▶ _WORK ITEM A_
From the spine surgery abstract below, output the passage starting with "Patient-reported outcome instruments" and going on through "with provider care.".
▶ _WORK ITEM B_
In the spine surgery abstract below, over how long a period were the elective spine surgery patients included?

▶ _EXTRACT TO READ_
Determining the quality and effectiveness of surgical spine care: patient satisfaction is not a valid proxy.Spine J. 2013 Sep; 13(9):1006-12.SJ
Given the unsustainable costs of the US health-care system, health-care purchasers, payers, and hospital systems are adopting the concept of value-based purchasing by shifting care away from low-quality providers or hospitals. Legislation now allows public reporting of these quality rankings. True measures of quality, such as surgical morbidity and validated questionnaires of effectiveness, are burdensome and costly to collect. Hence, patients' satisfaction with care has emerged as a commonly used metric as a proxy for quality because of its feasibility of collection. However, patient satisfaction metrics have yet to be validated as a measure of overall quality of surgical spine care.
We set out to determine whether patient satisfaction is a valid measure of safety and effectiveness of care in a prospective longitudinal spine registry.
Prospective longitudinal cohort study.
All patients undergoing elective spine surgery for degenerative conditions over a 6-month period at a single medical center.
Patient-reported outcome instruments (numeric rating scale [NRS], Oswestry disability index [ODI], neck disability index [NDI], short-form 12-item survey [SF-12], Euro-Qol-5D [EQ-5D], Zung depression scale, and Modified Somatic Perception Questionnaire [MSPQ] anxiety scale), return to work, patient satisfaction with outcome, and patient satisfaction with provider care.

Referring expression data:
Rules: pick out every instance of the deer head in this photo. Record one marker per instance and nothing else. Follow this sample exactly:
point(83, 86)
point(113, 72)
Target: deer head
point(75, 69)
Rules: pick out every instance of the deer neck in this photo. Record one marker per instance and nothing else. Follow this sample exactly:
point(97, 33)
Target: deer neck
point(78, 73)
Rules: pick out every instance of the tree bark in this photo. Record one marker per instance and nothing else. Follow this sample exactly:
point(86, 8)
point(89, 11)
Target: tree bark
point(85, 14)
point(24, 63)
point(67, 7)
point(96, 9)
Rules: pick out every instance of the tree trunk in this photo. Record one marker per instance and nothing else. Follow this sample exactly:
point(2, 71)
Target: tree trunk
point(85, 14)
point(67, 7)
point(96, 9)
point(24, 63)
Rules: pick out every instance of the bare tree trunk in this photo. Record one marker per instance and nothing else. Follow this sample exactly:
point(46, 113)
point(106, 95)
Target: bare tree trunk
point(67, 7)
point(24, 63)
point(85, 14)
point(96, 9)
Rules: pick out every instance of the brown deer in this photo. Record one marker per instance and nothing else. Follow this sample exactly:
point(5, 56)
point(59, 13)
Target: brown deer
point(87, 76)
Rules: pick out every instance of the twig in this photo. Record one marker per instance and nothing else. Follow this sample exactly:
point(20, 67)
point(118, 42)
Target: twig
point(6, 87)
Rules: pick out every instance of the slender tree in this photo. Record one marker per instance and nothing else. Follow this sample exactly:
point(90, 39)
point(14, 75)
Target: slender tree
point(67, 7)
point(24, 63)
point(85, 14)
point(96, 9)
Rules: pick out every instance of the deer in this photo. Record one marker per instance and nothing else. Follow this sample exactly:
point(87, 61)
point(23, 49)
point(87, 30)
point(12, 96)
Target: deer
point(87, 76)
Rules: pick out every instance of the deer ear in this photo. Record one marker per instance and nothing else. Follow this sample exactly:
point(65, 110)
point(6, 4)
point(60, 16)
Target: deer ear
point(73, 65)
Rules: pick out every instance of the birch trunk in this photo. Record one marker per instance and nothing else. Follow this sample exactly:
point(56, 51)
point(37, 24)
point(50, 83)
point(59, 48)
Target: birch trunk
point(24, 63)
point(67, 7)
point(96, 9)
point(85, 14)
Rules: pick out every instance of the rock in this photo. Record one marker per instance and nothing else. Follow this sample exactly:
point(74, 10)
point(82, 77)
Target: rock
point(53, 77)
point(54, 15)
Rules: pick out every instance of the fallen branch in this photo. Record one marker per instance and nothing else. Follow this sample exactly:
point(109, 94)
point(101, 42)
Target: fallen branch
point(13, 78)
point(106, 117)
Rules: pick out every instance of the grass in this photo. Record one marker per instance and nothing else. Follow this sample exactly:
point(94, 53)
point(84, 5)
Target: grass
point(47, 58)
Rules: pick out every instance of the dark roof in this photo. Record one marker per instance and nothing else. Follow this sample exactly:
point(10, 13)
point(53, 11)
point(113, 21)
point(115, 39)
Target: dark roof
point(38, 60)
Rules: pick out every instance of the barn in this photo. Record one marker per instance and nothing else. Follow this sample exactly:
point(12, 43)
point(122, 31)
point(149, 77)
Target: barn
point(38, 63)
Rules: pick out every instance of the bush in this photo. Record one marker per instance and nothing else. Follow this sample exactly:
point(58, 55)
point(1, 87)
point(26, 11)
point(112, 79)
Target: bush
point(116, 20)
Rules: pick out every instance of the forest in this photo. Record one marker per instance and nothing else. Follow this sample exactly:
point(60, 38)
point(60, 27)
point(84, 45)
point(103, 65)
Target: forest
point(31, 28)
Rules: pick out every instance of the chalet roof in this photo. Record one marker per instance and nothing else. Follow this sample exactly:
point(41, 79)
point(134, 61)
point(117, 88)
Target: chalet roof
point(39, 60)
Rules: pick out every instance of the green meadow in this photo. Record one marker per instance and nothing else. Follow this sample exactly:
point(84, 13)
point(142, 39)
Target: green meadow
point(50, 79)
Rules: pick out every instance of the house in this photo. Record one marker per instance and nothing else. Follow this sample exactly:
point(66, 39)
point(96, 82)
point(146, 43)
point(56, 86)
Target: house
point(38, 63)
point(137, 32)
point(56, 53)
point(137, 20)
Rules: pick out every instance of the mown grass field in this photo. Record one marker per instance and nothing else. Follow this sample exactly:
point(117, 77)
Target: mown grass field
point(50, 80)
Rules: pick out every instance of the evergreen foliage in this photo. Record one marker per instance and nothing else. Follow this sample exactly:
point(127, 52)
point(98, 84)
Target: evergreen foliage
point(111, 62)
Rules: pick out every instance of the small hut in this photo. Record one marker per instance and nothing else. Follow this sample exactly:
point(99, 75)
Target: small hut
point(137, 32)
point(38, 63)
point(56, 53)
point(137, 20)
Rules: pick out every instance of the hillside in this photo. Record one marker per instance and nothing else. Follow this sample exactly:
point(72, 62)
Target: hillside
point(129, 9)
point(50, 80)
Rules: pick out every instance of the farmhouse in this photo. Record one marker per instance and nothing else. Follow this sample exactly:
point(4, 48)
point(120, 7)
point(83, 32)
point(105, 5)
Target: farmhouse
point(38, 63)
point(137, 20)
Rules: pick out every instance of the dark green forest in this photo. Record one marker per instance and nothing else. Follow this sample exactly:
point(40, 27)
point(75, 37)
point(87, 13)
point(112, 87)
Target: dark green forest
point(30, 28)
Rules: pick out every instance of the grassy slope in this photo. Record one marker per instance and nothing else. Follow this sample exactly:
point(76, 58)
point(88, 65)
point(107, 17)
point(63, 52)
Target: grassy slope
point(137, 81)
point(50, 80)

▶ _PROBLEM SOLUTION A_
Patient-reported outcome instruments (numeric rating scale [NRS], Oswestry disability index [ODI], neck disability index [NDI], short-form 12-item survey [SF-12], Euro-Qol-5D [EQ-5D], Zung depression scale, and Modified Somatic Perception Questionnaire [MSPQ] anxiety scale), return to work, patient satisfaction with outcome, and patient satisfaction with provider care.

▶ _PROBLEM SOLUTION B_
A 6-month period.